-- START OF Article --

Package {cellkeyperturbation}


Title: Cell Key Perturbation
Version: 3.0.0
Description: Provides functions to generate frequency tables and apply cell key perturbation to protect against statistical disclosure in tabular outputs. The implemented methods are described in "Cell Key Perturbation User Guide" https://github.com/ONSdigital/cell-key-perturbation-R/blob/main/documentation/SML_UserDoc_CKP_R.md. Developed at the UK Office for National Statistics.
License: MIT + file LICENSE
Encoding: UTF-8
RoxygenNote: 7.3.3
Suggests: bigrquery, DBI, knitr, rmarkdown, testthat (≥ 3.0.0)
Config/testthat/edition: 3
Imports: data.table
Depends: R (≥ 3.5.0)

-- END OF Article --
-- START OF Stored records --

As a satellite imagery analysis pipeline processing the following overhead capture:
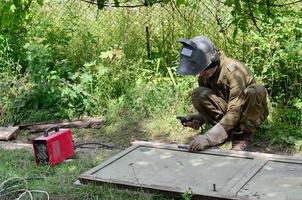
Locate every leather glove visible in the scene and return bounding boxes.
[188,123,228,152]
[176,113,204,130]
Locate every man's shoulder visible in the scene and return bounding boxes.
[222,56,246,73]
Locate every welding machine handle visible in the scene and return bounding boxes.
[44,126,60,137]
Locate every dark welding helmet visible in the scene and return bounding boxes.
[177,36,219,75]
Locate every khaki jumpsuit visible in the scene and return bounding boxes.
[192,52,268,133]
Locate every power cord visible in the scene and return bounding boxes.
[0,177,49,200]
[74,142,124,150]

-- END OF Stored records --

▶ **Instruction**
Please write out the package description in full, with every line unchanged. None of the items is needed here.

▶ **Output below**
Package {cellkeyperturbation}


Title: Cell Key Perturbation
Version: 3.0.0
Description: Provides functions to generate frequency tables and apply cell key perturbation to protect against statistical disclosure in tabular outputs. The implemented methods are described in "Cell Key Perturbation User Guide" https://github.com/ONSdigital/cell-key-perturbation-R/blob/main/documentation/SML_UserDoc_CKP_R.md. Developed at the UK Office for National Statistics.
License: MIT + file LICENSE
Encoding: UTF-8
RoxygenNote: 7.3.3
Suggests: bigrquery, DBI, knitr, rmarkdown, testthat (≥ 3.0.0)
Config/testthat/edition: 3
Imports: data.table
Depends: R (≥ 3.5.0)